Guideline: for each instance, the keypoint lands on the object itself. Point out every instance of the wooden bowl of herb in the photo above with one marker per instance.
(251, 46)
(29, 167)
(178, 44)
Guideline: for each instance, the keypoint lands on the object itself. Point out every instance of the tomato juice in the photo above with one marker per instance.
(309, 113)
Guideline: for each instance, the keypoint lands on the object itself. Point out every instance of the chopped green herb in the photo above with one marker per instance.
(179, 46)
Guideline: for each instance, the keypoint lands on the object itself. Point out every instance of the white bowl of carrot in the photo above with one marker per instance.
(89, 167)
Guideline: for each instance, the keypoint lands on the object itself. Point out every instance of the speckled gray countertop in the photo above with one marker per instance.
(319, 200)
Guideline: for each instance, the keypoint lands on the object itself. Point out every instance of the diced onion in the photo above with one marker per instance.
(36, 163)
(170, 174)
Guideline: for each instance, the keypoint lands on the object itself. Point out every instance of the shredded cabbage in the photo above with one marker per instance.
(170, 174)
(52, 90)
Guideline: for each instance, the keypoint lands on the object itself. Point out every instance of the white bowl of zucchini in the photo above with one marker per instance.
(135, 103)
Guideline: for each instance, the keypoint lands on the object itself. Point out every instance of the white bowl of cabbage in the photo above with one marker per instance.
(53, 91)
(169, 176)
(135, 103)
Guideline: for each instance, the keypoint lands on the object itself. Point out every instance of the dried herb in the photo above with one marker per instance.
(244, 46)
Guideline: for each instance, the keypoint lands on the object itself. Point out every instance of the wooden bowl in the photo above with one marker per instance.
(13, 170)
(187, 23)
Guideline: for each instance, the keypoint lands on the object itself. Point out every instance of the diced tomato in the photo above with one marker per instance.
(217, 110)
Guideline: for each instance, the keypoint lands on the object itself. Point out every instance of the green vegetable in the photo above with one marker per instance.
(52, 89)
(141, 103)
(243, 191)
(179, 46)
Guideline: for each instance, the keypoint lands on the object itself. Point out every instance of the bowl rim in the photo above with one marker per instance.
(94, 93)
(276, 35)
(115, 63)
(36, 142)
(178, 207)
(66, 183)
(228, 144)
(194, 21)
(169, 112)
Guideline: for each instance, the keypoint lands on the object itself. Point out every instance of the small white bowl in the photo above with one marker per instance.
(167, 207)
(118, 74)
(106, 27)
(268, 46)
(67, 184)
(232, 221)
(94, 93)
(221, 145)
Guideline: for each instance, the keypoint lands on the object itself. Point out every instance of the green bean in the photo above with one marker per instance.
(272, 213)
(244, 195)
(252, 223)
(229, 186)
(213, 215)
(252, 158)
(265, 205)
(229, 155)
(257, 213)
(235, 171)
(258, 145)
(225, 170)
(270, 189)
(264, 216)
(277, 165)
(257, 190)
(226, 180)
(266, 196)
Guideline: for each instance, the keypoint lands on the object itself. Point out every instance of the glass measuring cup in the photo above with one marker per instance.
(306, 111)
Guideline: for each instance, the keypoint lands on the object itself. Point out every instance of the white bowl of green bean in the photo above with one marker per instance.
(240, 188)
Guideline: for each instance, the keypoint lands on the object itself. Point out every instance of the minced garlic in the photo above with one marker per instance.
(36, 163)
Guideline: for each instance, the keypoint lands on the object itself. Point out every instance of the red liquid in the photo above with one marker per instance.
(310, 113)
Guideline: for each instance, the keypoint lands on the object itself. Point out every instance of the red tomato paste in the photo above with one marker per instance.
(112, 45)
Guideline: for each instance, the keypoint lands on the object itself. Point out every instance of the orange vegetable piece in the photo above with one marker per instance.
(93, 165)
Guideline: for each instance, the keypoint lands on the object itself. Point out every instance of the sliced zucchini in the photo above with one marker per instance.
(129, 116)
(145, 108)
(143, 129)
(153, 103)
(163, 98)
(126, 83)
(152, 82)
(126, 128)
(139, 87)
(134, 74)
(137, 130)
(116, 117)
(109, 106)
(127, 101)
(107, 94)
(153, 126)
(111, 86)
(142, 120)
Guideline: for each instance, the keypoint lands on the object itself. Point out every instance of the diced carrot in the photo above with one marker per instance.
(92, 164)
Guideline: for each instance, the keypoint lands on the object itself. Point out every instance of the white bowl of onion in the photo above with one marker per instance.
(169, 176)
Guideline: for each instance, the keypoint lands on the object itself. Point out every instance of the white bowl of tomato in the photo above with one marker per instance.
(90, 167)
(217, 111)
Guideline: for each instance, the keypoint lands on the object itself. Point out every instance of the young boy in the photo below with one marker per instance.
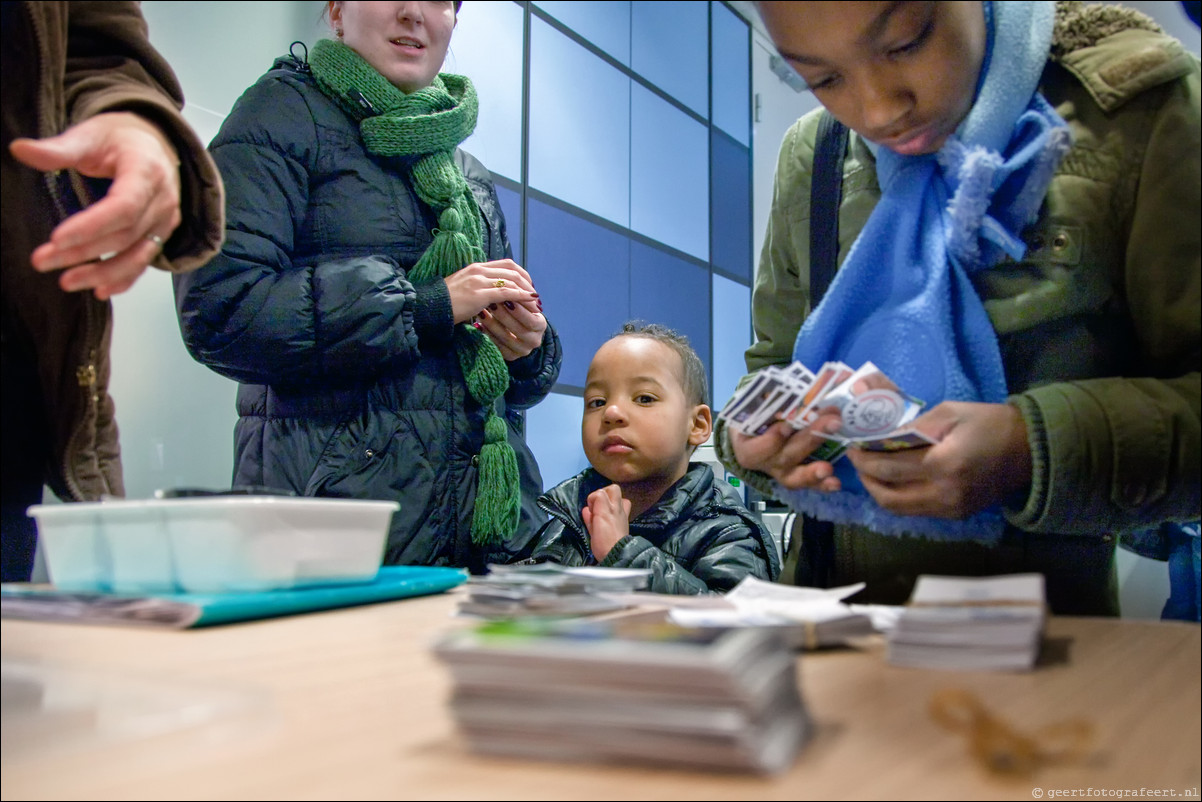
(642, 504)
(1019, 249)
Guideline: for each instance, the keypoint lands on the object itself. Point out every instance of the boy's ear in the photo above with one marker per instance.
(702, 425)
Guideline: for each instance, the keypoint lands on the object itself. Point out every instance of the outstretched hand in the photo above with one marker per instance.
(109, 244)
(982, 456)
(607, 520)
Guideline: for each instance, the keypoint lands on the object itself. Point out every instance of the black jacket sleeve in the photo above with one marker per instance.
(257, 315)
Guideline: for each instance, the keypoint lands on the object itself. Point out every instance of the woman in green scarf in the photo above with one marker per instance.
(367, 299)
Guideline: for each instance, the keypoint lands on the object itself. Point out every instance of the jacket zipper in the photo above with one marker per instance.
(85, 374)
(571, 526)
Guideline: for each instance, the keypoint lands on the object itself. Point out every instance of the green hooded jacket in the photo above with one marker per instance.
(1099, 324)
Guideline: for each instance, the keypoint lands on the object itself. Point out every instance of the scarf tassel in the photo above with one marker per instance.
(451, 245)
(497, 506)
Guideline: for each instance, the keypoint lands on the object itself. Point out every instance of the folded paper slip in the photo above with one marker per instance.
(191, 610)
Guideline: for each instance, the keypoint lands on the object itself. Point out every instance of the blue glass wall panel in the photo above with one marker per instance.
(605, 23)
(732, 336)
(668, 290)
(487, 48)
(731, 70)
(553, 433)
(668, 46)
(511, 207)
(670, 176)
(579, 126)
(731, 206)
(582, 273)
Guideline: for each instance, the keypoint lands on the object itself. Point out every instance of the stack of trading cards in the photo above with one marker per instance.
(874, 410)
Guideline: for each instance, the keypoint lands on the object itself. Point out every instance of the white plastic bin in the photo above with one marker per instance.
(222, 544)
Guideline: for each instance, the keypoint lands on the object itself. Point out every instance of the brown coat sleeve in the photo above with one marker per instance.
(101, 57)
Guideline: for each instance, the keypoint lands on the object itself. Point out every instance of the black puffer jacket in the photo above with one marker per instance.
(697, 538)
(349, 385)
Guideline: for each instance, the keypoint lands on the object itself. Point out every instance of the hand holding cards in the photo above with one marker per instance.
(875, 413)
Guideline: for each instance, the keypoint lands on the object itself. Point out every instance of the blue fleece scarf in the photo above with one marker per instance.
(904, 297)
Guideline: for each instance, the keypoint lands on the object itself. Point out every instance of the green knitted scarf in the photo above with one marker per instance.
(427, 125)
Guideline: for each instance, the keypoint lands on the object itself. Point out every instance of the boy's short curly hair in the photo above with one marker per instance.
(696, 387)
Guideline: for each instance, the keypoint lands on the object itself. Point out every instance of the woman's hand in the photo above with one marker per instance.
(500, 301)
(481, 284)
(109, 244)
(780, 450)
(607, 518)
(516, 330)
(981, 457)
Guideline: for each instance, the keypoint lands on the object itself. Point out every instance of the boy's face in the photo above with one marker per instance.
(638, 427)
(902, 75)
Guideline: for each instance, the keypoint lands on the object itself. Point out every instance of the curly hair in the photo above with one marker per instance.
(692, 379)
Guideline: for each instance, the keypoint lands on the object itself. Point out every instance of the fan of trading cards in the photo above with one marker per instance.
(875, 413)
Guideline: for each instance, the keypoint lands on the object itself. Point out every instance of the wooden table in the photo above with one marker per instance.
(351, 705)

*DIRECTIVE*
Return the text of every item above word for word, leaving the pictures out.

*TASK OUTPUT*
Guideline: for each instance, the keypoint lands on the object itself. Point out every instance of the wooden bowl of herb in the photo above with one marker per instance.
(251, 46)
(29, 167)
(178, 44)
Guideline: for each instance, the keypoint lands on the object itself. Point out every instance of the tomato juice in the photo above with one marker per instance.
(309, 113)
Guideline: for each instance, the keypoint lands on the object itself. Point out every instance of the chopped green herb in the photo above with one marker per instance.
(179, 46)
Guideline: for each instance, the keypoint lands on the object itself. Point out every instance of the white bowl of carrot in the photo above with one marker per instance.
(89, 167)
Guideline: for each instance, the keypoint lands on the object itself. Point out every instance of the speckled gray countertop in the photo above with one marker per instance.
(319, 200)
Guideline: for each instance, the keypoint lands on the object itself. Point out every instance of the diced onion in the photo above with one marker per instance.
(36, 163)
(170, 174)
Guideline: for each instance, the keypoint lands on the object itself. Point out every instance of the shredded cabbage in the photo above with one marker per instance.
(170, 174)
(52, 90)
Guideline: for each instance, the keypoint lands on the object itself. Point out every instance of the white bowl of zucchini in the photo above with one marker per instance.
(135, 103)
Guideline: for each instance, the keypoint lands on the object itself. Point out every instance of the white bowl of cabbage in the photo above with one marker per instance.
(53, 91)
(169, 176)
(135, 103)
Guideline: for each instance, the keypoint lands on the object itself. Point out every instance of the dried herb in the photo above with one marker per instance.
(244, 46)
Guideline: for each instance, the keypoint lands on the object itself. Point out every instance of the wooden bowl in the photo above with one marker per instance.
(13, 170)
(187, 23)
Guideline: for each instance, the keypoint lands on the object itself. Point out every instance of the diced tomato in the photo above with one marker per instance.
(217, 110)
Guideline: for each instance, the keypoint lands on the object itself. Point out every instance of the green vegetable in the photo above with one marker per instance.
(52, 89)
(141, 103)
(243, 191)
(179, 46)
Guideline: for each instance, the keypoint lands on the object itself. Point out every instance of the bowl rim in the photo above with one marker per instance.
(94, 93)
(276, 35)
(115, 63)
(36, 142)
(178, 207)
(66, 183)
(228, 144)
(194, 21)
(169, 112)
Guideline: for each instance, the keypoint lands on the object itself. Point out every instance of the small white bowl in the photo above with one marker per instance.
(167, 207)
(118, 74)
(106, 27)
(268, 46)
(67, 184)
(232, 221)
(94, 93)
(221, 145)
Guideline: for each instance, the keypoint lands on the object itself. Point out every instance of the green bean in the photo above with one marker per instance.
(272, 213)
(244, 195)
(252, 223)
(229, 186)
(213, 215)
(252, 158)
(265, 205)
(229, 155)
(257, 213)
(235, 171)
(258, 145)
(225, 170)
(270, 189)
(264, 216)
(277, 165)
(257, 190)
(226, 180)
(266, 196)
Guideline: for each instance, the keypoint lands on the object itself. Point out every instance of the glass measuring cup in the photo above with one marker per instance.
(306, 111)
Guideline: for each instance, the keypoint lands on the object itself. Point out every instance of the white bowl of green bean in the photo above with one marker per instance.
(240, 188)
Guideline: for each instance, the keypoint lands on the object itself. Point out every instance of the minced garlic in the photo above with one marker per instance.
(36, 163)
Guideline: for each instance, the keypoint lands on the object itself. Point out every instance of the red liquid in the photo above with one marker per instance.
(310, 113)
Guideline: for each instance, the keypoint lands on the object itself. Point out every instance of the red tomato paste in the photo above with one marker per instance.
(112, 45)
Guideline: for each instance, the keypoint lands on the object itself. Point out every instance of the orange vegetable piece in the photo above with one marker per instance.
(93, 165)
Guideline: for each instance, the keypoint lands on the object itself. Point out every instance of the sliced zucchini in the photo above with one marker per instance.
(129, 116)
(145, 108)
(143, 129)
(153, 103)
(163, 98)
(126, 83)
(152, 82)
(126, 128)
(139, 87)
(134, 74)
(137, 130)
(116, 117)
(109, 106)
(127, 101)
(107, 94)
(153, 126)
(111, 86)
(142, 120)
Guideline: for each instance, the keypoint lands on the object itself. Point out every instance of the diced carrot in the photo above with one marker per instance.
(92, 164)
Guideline: for each instance, the keypoint lands on the object itself. Point out every instance of the white bowl of onion in the photo above with one marker per instance.
(169, 176)
Guideline: for each instance, the keypoint lands on the object itself. Point out every instance of the white bowl of tomato in the photo above with one marker per instance.
(90, 167)
(217, 111)
Guideline: for each instance, the keypoint lands on the object itself. Point out every instance of the young boy in the photo below with one marker per instance.
(642, 504)
(1019, 249)
Guideline: for each instance, the keypoint lands on the object itself. Point out every instance of the boy's ear in the photo above with one marker per instance.
(702, 425)
Guideline: for each instance, the keypoint lands on the object itself. Point out every instance of the outstretched hand in the photo above with one marker per instance.
(109, 244)
(982, 456)
(607, 520)
Guideline: for each instance, the keypoint lands on the object itself. Point out every instance of the black jacket sleeve in the photo above with one marker per instance.
(257, 315)
Guideline: for each instance, the keypoint lands on the object itself. Point out every instance of the woman in green scarf in the photo above with one marker per instance.
(367, 299)
Guideline: for each instance, the keypoint lands on the object itself. Point out every instance of the jacket zipper in the photo above with one marker per instance.
(85, 374)
(571, 526)
Guideline: for each instance, the keypoint lands on the object itself. Point out every instance of the green hooded jacket in the photo above with one marker per instance.
(1099, 324)
Guideline: for each instance, the keypoint lands on the object itself. Point out every instance of the scarf tassel in the photo above with one marker per instance.
(451, 245)
(497, 506)
Guideline: for each instance, the keypoint lands on the object itself. Point out every instance of the folded paper slip in the photo above with one marker per instance.
(191, 610)
Guideline: for each instance, the keypoint lands on the object itself. Point out every instance of the blue glass wall panel in the photo above with one marker per instance.
(605, 23)
(732, 336)
(668, 290)
(487, 48)
(731, 70)
(553, 433)
(668, 46)
(511, 207)
(670, 176)
(579, 126)
(731, 206)
(582, 273)
Guideline: for each instance, the keypoint lands on the object itself. Point out every instance of the stack of trading cards in the photo above with one marker per instance.
(874, 410)
Guideline: for each instance, the keypoint lands on the object itself. Point out every instance of the white plastic bin in the photo above with one marker per instance.
(222, 544)
Guideline: for each instance, the keypoint lands on the object itself. Point out every instance of the brown coat sleeve in the photo above with one marker per instance.
(101, 57)
Guideline: for each instance, the keypoint lands on the object itself. Point out every instance of the black puffer jacket in the photo above with one marker per instance.
(697, 538)
(349, 385)
Guideline: for each instance, the keypoint lands on the object itself. Point out every instance of the hand holding cards in the photo above with one marker per instance.
(875, 413)
Guideline: for each instance, the keypoint lands on the object itself. Point out every instance of the blue fleece scarf in the photo above with one marker per instance.
(904, 297)
Guideline: for each instance, the keypoint lands on the object itself. Point out every instance of the green knitted scarf in the photo above with one marker per instance.
(427, 125)
Guideline: for each instance, the keypoint lands on the object itself. Point out every instance of the boy's short curly hair in the photo above with one marker per instance.
(696, 387)
Guideline: for each instance, the keypoint lands on the object itself. Point out every instance of the woman's hand in the photo above with one marker per instance.
(500, 301)
(481, 284)
(109, 244)
(780, 450)
(607, 518)
(516, 330)
(981, 457)
Guideline: for each instance, the keypoint lands on the object itself. Point out every instance of the boy's face in the photo above with one marker per instance.
(638, 427)
(902, 75)
Guideline: for each instance, the keypoint lands on the object itself. Point out every instance of the curly hair in the photo above with one marker per instance.
(692, 379)
Guideline: for each instance, the keypoint lands on the object itself. Point out every instance of the fan of trading cards in the photo above with one marker per instance.
(875, 413)
Guideline: for each instance, the keypoint lands on the object itself. Point out every instance of the wooden table in the photo above with one marker per instance.
(351, 705)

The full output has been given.